### What you are asked to do:
Could you quote, exactly as they stand, the lines running from the one with "A point belongs on each instance of the utility" to the final line of the material?

### Given records:
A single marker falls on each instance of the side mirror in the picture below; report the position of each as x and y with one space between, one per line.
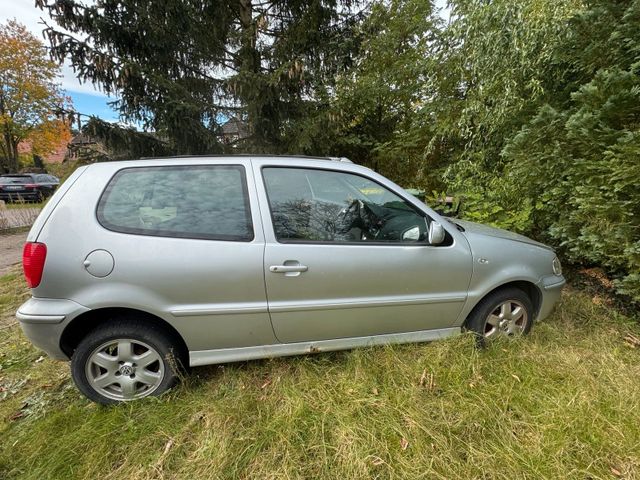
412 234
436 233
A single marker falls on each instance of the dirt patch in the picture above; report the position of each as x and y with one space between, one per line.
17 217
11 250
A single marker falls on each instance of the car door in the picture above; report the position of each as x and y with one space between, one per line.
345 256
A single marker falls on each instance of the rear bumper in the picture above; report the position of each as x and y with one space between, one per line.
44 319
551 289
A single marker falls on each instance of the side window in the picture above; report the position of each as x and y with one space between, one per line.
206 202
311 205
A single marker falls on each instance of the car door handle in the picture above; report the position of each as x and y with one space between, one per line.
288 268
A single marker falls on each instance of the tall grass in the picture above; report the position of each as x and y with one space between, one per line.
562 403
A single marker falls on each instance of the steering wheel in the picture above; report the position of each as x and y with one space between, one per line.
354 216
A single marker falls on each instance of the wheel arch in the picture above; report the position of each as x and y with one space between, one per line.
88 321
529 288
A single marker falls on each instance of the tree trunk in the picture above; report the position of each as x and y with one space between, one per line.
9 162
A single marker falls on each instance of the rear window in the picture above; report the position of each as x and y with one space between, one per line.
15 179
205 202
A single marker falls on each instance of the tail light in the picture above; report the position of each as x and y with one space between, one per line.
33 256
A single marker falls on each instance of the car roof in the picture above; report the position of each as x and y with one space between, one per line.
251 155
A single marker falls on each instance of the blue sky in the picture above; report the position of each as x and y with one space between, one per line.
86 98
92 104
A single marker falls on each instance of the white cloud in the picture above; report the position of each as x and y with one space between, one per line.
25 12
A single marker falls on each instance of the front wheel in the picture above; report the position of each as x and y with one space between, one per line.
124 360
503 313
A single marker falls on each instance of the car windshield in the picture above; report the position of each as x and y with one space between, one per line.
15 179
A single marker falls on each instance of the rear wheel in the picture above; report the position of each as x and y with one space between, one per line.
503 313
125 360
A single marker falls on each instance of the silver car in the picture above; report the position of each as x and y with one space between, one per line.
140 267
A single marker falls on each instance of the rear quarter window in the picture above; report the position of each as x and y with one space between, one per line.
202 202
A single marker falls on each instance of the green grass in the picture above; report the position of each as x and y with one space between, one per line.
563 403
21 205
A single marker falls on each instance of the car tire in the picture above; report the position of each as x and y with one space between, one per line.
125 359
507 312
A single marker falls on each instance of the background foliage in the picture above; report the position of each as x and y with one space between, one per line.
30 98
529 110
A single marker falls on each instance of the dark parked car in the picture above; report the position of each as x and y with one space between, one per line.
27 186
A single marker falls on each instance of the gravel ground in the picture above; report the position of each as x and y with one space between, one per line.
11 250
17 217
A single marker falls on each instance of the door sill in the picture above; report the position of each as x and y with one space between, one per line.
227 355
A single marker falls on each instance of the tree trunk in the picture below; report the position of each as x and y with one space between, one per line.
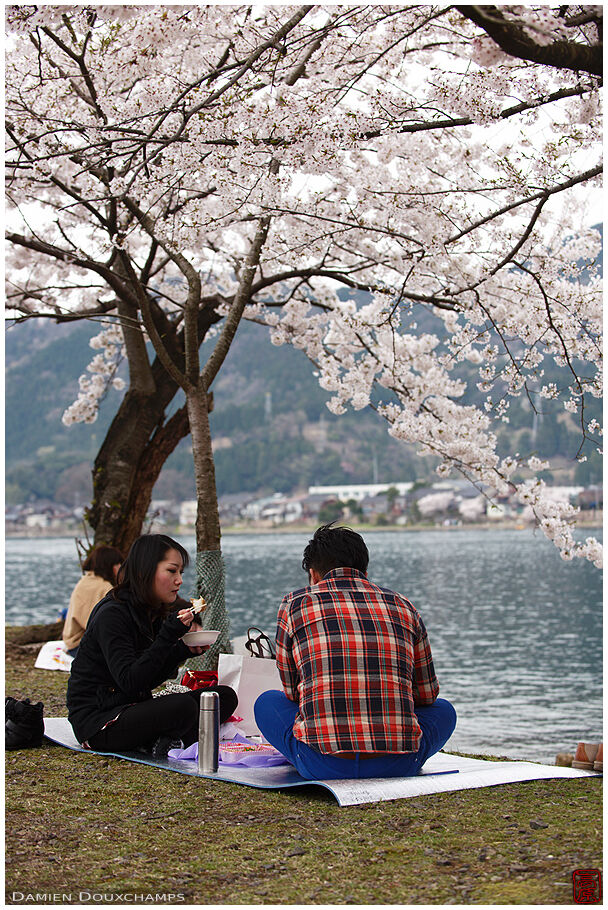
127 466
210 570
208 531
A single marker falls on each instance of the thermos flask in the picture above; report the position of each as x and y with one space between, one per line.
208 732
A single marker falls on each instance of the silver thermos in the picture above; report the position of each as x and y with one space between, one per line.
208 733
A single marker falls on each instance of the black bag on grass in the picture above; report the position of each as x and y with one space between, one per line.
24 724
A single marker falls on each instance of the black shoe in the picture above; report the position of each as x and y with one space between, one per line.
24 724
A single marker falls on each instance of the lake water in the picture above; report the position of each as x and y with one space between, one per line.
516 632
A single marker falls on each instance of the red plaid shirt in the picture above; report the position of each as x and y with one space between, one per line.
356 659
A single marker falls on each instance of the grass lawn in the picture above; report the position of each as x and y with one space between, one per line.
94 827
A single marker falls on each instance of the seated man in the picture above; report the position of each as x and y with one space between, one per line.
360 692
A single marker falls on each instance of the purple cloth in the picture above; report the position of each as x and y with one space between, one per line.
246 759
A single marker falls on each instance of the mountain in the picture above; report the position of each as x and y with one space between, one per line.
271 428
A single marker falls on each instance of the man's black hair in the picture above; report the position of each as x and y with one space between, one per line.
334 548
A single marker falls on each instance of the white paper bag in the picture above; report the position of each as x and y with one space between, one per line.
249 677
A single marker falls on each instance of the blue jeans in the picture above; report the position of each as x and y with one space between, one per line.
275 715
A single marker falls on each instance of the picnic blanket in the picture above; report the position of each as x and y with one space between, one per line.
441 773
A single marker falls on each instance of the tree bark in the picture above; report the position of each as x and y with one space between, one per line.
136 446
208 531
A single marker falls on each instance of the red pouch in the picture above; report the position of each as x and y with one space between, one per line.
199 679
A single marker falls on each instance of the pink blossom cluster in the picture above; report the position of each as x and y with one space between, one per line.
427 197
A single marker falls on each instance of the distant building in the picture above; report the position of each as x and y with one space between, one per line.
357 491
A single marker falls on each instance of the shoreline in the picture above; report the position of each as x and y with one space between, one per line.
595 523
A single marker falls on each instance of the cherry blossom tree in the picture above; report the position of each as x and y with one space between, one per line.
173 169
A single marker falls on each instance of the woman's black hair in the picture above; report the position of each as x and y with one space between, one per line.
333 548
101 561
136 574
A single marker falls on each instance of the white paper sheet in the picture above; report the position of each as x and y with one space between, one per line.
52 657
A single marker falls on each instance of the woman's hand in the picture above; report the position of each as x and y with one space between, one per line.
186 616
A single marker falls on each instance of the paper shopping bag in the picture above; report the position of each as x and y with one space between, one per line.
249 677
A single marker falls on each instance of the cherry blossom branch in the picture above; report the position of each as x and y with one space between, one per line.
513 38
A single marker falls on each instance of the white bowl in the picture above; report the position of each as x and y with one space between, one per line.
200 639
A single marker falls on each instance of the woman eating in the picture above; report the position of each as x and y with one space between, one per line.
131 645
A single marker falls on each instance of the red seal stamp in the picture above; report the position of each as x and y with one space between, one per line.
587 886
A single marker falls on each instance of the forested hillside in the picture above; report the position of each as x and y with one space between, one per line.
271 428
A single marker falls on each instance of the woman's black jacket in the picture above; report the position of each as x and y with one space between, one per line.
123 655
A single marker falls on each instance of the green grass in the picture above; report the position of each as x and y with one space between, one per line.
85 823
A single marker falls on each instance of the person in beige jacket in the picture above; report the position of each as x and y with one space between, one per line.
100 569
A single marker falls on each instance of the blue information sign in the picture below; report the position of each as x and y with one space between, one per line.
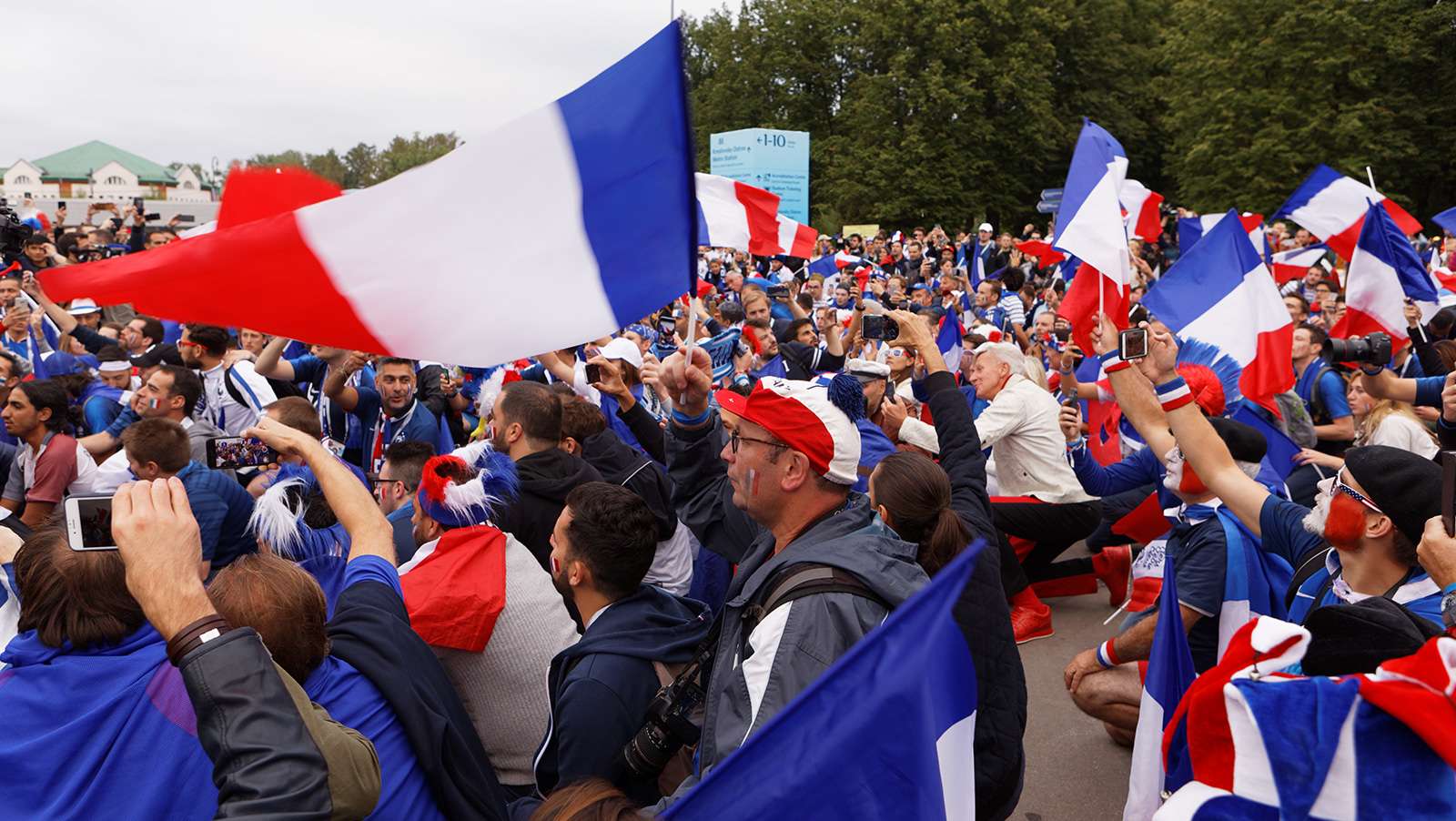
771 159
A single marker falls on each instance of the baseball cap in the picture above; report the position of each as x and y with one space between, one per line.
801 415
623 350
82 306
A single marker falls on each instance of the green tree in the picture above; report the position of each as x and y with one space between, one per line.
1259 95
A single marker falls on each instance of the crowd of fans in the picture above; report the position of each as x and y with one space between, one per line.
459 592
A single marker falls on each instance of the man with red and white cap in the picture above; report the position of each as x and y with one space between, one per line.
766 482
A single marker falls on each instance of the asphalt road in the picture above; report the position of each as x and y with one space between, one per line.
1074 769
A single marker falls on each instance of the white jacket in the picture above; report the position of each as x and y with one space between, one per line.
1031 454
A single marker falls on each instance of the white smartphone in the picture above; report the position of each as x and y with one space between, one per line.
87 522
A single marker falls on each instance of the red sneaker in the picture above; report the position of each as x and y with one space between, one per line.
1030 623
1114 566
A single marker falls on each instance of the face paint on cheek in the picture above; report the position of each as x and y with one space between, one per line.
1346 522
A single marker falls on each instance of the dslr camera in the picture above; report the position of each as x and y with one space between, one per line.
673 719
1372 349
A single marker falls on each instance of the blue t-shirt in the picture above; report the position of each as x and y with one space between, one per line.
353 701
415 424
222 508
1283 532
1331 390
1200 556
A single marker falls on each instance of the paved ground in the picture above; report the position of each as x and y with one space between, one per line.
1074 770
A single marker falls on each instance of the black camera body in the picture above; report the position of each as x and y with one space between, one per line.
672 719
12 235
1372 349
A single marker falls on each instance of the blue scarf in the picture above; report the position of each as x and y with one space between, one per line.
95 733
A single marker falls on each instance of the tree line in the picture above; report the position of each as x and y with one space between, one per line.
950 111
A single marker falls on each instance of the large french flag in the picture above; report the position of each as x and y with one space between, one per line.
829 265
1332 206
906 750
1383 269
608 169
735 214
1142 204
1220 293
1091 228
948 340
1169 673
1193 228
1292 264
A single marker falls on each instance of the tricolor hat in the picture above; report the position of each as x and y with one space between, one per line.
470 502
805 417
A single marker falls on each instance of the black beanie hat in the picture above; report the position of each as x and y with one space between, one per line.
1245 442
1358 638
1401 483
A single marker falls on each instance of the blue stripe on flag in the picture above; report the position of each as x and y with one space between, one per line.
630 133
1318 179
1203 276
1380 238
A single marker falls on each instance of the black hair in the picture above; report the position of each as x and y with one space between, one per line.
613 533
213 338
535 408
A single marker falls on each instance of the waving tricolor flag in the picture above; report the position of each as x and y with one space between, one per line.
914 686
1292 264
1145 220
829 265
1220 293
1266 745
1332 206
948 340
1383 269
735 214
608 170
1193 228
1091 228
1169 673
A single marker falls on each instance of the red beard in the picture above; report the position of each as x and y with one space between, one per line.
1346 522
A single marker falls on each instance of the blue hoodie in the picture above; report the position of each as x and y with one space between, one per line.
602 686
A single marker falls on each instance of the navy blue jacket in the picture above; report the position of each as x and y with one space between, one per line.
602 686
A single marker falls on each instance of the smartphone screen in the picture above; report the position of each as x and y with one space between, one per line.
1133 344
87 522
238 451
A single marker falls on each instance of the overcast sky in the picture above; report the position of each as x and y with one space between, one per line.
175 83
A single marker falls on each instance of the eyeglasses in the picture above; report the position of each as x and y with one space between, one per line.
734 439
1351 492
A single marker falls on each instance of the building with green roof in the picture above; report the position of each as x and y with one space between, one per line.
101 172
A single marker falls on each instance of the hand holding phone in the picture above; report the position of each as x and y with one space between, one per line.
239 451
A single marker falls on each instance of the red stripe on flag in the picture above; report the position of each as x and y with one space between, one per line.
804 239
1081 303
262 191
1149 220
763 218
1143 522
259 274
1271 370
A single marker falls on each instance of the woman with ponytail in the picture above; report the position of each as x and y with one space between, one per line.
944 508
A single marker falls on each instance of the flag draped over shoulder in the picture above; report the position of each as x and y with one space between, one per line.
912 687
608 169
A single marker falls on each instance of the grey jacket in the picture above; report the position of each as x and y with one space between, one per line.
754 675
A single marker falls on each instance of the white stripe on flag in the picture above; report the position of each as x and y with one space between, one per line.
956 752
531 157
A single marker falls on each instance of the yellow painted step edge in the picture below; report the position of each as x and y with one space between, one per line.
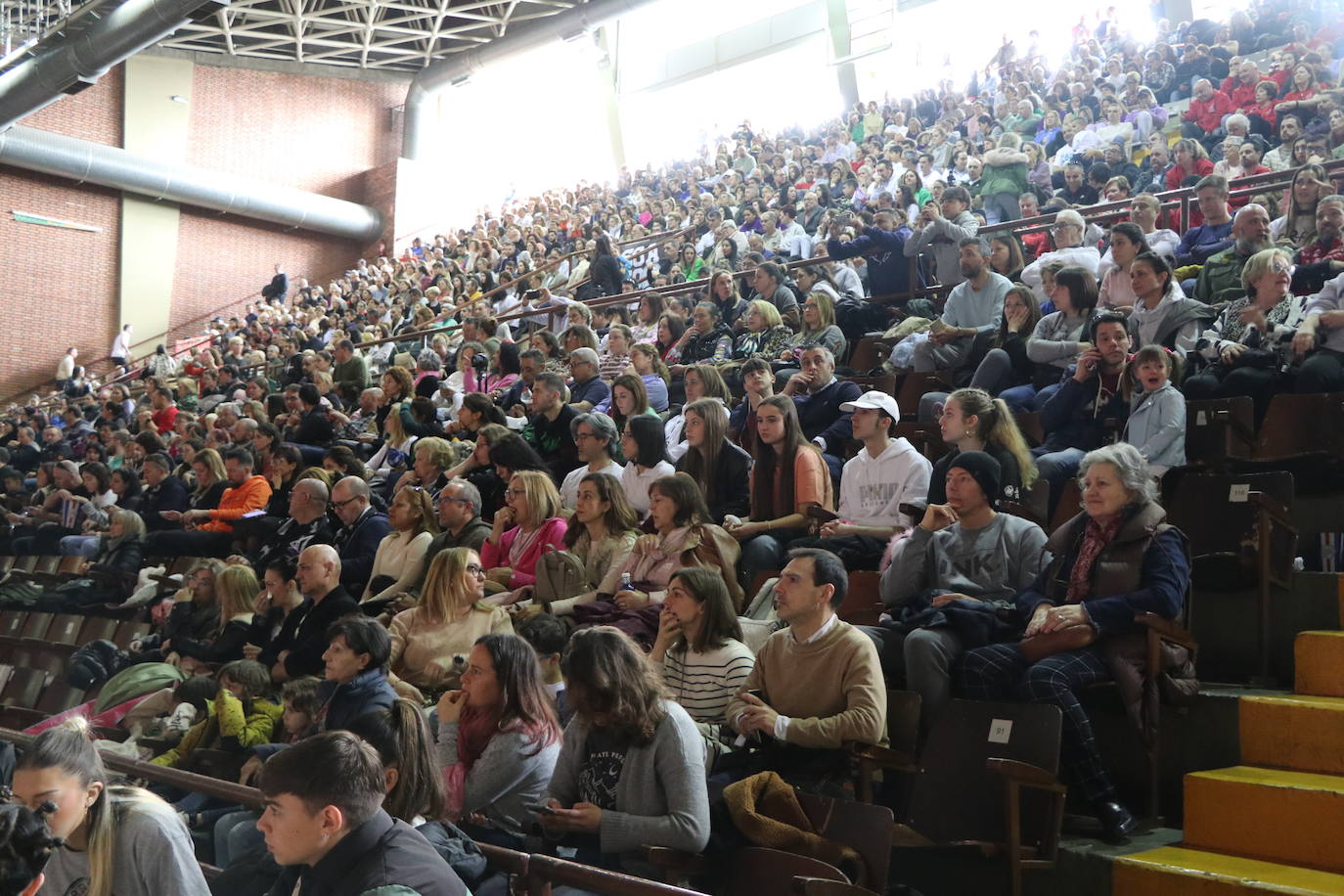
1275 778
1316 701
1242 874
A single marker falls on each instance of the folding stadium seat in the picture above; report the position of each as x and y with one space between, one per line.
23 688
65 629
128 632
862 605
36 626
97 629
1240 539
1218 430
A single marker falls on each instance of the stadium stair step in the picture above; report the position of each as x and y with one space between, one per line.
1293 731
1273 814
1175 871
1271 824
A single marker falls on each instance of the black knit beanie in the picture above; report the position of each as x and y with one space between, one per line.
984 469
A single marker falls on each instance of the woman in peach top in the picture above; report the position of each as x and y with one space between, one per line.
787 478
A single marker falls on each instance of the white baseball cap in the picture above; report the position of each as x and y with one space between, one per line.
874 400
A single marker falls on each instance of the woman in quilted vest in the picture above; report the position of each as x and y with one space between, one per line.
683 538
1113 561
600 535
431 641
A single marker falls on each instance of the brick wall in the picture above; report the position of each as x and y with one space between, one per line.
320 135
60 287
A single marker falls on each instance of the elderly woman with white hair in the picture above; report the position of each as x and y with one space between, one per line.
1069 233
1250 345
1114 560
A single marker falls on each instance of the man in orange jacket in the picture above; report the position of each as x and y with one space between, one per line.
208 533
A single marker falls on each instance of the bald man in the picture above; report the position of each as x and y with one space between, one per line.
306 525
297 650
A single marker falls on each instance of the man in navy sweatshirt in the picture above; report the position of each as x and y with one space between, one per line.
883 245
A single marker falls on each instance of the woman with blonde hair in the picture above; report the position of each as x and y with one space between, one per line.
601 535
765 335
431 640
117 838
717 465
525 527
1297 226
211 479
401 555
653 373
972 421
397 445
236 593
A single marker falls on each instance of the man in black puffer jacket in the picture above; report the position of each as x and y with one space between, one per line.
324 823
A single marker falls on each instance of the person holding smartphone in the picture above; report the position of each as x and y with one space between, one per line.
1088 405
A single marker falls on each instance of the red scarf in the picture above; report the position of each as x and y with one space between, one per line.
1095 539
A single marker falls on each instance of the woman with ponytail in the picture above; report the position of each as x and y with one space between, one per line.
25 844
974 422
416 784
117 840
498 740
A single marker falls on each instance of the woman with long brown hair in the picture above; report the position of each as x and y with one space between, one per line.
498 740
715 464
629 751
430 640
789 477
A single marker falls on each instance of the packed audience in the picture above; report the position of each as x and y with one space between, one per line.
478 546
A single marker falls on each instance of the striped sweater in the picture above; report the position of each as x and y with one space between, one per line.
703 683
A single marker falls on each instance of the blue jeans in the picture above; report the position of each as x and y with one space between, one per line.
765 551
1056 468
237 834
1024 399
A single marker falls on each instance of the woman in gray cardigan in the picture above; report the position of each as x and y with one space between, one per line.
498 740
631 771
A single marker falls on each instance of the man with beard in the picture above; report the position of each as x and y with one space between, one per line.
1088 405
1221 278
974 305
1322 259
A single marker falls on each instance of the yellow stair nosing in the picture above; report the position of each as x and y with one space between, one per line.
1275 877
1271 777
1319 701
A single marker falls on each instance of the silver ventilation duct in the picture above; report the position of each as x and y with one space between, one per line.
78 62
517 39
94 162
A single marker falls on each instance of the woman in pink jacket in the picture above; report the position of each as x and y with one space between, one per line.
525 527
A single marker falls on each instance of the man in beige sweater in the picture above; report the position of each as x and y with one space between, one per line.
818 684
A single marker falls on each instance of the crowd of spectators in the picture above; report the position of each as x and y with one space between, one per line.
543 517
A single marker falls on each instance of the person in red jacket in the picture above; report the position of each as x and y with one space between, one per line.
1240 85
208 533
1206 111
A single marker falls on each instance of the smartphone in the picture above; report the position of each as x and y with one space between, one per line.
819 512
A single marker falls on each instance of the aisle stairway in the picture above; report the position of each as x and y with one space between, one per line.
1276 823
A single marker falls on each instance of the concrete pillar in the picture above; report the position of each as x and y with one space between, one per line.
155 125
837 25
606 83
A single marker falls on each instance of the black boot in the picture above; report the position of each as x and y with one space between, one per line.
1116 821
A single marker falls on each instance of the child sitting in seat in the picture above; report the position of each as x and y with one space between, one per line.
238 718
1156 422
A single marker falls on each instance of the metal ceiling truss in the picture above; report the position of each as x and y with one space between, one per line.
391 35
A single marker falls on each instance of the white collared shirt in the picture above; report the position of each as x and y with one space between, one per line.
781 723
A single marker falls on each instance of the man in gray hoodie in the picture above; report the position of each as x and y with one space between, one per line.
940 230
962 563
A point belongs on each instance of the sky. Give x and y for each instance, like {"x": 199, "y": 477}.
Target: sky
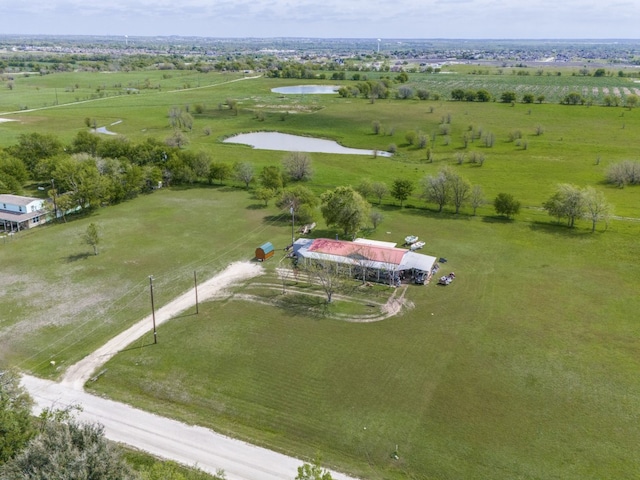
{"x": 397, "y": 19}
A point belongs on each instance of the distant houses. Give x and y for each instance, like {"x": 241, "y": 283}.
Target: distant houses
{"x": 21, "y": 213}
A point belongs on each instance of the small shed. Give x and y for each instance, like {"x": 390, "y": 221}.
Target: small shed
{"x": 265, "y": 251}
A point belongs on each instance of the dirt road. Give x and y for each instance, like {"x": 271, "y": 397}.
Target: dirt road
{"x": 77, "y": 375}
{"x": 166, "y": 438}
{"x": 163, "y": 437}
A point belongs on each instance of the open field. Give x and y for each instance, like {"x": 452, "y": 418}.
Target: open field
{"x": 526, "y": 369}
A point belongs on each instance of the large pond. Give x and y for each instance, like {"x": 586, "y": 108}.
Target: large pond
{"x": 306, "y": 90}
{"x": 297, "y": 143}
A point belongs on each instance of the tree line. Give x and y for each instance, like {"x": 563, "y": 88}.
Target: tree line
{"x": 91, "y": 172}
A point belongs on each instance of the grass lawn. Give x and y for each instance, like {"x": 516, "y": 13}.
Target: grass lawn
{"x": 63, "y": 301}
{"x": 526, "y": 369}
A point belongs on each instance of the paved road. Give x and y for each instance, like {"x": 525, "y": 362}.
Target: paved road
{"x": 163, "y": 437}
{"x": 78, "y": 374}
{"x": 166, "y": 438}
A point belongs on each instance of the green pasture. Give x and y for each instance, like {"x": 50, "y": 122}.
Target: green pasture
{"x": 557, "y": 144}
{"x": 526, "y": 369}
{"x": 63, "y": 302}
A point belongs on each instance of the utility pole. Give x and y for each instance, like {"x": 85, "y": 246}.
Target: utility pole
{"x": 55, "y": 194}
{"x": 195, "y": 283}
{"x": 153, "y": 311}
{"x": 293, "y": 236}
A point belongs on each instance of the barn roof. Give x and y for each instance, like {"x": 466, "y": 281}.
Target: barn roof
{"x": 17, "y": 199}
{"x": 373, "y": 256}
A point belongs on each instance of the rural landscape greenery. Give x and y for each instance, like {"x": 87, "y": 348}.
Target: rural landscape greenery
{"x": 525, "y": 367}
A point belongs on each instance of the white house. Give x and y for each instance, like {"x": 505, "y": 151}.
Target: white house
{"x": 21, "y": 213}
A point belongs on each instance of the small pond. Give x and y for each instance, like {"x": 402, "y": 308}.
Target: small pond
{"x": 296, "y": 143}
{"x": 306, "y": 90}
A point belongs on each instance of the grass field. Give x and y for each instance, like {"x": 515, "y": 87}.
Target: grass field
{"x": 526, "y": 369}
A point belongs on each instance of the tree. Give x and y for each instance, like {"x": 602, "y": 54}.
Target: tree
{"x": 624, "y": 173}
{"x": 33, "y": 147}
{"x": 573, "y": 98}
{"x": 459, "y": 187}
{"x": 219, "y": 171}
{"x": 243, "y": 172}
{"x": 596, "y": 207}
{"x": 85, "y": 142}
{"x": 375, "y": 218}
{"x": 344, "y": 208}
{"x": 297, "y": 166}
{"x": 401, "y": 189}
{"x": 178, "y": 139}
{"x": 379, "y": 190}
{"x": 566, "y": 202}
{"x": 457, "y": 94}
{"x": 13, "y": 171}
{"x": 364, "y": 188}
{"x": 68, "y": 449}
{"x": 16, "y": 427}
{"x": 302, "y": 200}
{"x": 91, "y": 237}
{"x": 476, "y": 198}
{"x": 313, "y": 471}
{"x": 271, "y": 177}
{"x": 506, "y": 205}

### Result:
A point belongs on each instance of the utility pole. Give x and y for each instance, like {"x": 85, "y": 246}.
Target: utility pole
{"x": 55, "y": 194}
{"x": 195, "y": 283}
{"x": 153, "y": 311}
{"x": 293, "y": 236}
A point belongs on each instance of the barn roof. Give x and y for each instance, like {"x": 466, "y": 281}.
Target: barn roof
{"x": 17, "y": 199}
{"x": 373, "y": 256}
A point belongs on each instance of the rural landscape greenery. Give x and y for each instance, like {"x": 87, "y": 348}.
Target: rural landscape greenery
{"x": 525, "y": 367}
A point belongs on each instance of the white house. Give x and y for each instance, like {"x": 505, "y": 151}.
Target: white house
{"x": 21, "y": 213}
A point belongs on each instance of the small pond. Give x and y for each instance, like {"x": 402, "y": 308}.
Target: small pond
{"x": 296, "y": 143}
{"x": 306, "y": 90}
A point belongs on each instance of the grass field. Give x and y for each instance, like {"x": 515, "y": 87}.
Target: grass field
{"x": 526, "y": 369}
A point belongs on each instance of the tree. Give x and y for each instance, like {"x": 602, "y": 54}.
Target: tree
{"x": 624, "y": 173}
{"x": 33, "y": 147}
{"x": 573, "y": 98}
{"x": 459, "y": 187}
{"x": 219, "y": 171}
{"x": 243, "y": 172}
{"x": 596, "y": 207}
{"x": 85, "y": 142}
{"x": 375, "y": 218}
{"x": 344, "y": 208}
{"x": 297, "y": 166}
{"x": 401, "y": 189}
{"x": 178, "y": 139}
{"x": 379, "y": 190}
{"x": 566, "y": 202}
{"x": 457, "y": 94}
{"x": 13, "y": 171}
{"x": 364, "y": 188}
{"x": 68, "y": 449}
{"x": 16, "y": 427}
{"x": 302, "y": 200}
{"x": 91, "y": 237}
{"x": 476, "y": 198}
{"x": 313, "y": 471}
{"x": 271, "y": 177}
{"x": 506, "y": 205}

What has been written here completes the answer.